DATA UNDER STUDY
────────────────────────────────────────

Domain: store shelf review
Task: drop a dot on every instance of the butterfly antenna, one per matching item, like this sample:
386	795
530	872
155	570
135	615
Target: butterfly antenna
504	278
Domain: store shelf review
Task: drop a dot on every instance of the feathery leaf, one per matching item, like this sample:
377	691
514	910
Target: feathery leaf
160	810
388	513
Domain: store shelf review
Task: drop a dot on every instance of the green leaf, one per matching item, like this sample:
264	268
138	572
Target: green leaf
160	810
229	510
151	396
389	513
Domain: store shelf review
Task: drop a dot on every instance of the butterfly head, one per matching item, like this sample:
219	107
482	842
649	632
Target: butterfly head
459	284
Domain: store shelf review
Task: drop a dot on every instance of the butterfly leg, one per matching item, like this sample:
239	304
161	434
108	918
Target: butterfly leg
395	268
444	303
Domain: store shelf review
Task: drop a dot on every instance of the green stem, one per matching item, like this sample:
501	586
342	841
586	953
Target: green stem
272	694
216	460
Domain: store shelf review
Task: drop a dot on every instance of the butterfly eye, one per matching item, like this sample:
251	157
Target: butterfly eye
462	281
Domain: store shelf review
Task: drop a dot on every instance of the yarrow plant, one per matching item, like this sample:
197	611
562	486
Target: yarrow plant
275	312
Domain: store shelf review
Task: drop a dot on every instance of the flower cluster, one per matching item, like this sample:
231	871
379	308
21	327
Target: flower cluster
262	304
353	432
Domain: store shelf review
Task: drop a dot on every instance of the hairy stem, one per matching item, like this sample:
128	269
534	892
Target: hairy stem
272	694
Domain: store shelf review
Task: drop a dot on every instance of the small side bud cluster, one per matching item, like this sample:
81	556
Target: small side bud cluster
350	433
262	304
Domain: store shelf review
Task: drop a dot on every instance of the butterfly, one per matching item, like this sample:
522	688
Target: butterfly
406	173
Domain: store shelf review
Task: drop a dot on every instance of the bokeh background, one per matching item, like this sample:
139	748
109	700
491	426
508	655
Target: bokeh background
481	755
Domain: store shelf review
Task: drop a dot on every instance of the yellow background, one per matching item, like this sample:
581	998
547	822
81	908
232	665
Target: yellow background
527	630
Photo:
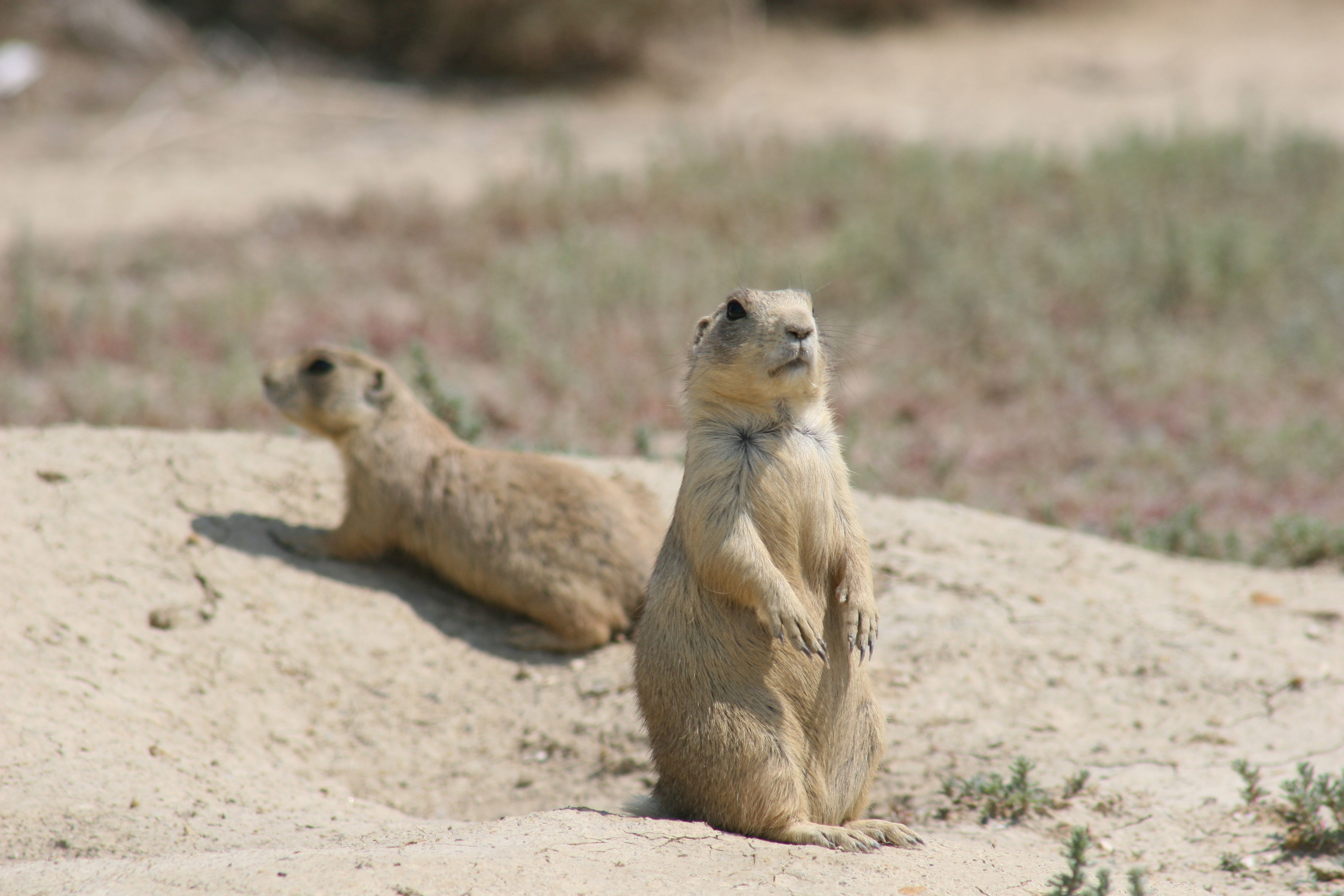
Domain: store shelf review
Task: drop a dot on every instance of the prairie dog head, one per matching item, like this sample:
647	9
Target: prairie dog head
759	348
334	392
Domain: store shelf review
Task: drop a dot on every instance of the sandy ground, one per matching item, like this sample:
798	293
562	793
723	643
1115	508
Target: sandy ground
341	727
202	147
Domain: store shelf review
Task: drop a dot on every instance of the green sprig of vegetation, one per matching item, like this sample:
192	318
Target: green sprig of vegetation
1312	809
1074	880
1013	800
1292	542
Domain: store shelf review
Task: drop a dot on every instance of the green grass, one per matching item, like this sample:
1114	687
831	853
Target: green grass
1087	342
1014	800
1311	810
1074	880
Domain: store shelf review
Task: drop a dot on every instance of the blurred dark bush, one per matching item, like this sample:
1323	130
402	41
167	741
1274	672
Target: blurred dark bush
427	39
867	13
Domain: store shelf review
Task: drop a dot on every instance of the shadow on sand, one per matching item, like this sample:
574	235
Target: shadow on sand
443	606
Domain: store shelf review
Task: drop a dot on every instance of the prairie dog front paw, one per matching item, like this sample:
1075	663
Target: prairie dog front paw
788	621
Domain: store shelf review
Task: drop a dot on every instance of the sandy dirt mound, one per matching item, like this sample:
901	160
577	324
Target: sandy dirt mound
328	720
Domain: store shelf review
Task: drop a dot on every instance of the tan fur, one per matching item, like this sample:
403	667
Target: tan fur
526	532
748	659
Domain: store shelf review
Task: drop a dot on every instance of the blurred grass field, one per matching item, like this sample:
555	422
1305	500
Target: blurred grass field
1143	338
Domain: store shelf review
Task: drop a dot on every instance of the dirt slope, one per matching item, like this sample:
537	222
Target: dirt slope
328	715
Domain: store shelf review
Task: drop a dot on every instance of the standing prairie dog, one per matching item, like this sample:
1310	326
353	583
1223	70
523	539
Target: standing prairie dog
748	659
525	532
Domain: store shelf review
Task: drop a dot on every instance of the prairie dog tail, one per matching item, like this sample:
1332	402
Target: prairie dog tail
644	807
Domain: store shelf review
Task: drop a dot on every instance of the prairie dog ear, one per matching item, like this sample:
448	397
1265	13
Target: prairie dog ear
699	330
377	393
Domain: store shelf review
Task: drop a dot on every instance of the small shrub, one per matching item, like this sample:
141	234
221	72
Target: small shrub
1308	799
1300	542
1184	535
447	406
1292	542
1310	807
1013	800
1074	882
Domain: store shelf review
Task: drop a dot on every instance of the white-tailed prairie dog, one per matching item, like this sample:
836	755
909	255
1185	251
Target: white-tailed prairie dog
525	532
749	654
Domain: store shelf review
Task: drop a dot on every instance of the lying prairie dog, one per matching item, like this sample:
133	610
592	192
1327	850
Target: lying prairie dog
525	532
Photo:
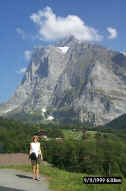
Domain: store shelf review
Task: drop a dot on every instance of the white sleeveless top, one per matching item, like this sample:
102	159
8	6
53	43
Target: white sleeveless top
35	147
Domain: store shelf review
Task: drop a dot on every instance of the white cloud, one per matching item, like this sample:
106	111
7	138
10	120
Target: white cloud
52	27
20	32
112	32
27	55
22	70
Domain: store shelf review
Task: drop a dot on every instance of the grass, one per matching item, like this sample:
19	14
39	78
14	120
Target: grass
69	134
60	180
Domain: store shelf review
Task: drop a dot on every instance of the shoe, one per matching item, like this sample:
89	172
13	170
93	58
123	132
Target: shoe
38	178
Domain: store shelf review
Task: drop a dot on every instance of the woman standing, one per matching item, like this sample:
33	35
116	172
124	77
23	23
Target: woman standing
35	150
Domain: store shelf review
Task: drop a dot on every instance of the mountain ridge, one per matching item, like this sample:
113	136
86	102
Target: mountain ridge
73	80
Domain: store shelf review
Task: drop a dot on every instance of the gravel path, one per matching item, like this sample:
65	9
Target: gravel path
17	180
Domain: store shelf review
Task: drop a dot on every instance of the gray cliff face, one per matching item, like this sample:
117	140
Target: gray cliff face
86	80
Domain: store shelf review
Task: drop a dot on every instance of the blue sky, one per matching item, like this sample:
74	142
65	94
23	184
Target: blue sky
27	23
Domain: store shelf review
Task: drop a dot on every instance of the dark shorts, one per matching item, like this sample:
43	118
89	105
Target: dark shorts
36	161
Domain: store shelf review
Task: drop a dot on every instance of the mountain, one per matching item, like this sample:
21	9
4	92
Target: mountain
72	81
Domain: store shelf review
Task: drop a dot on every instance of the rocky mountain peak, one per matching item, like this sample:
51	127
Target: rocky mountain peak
75	81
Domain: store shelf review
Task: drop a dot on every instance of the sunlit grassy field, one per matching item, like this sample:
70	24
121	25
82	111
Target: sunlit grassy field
61	180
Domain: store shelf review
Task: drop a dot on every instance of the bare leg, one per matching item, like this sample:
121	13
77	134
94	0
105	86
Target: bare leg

────────────────────────────────────────

BRIEF
Whenever "bare" occurs in a line of the entries, copy that line.

OUTPUT BELOW
Task: drop a dot on every instance of the bare leg, one per matching item, like this sample:
Target: bare leg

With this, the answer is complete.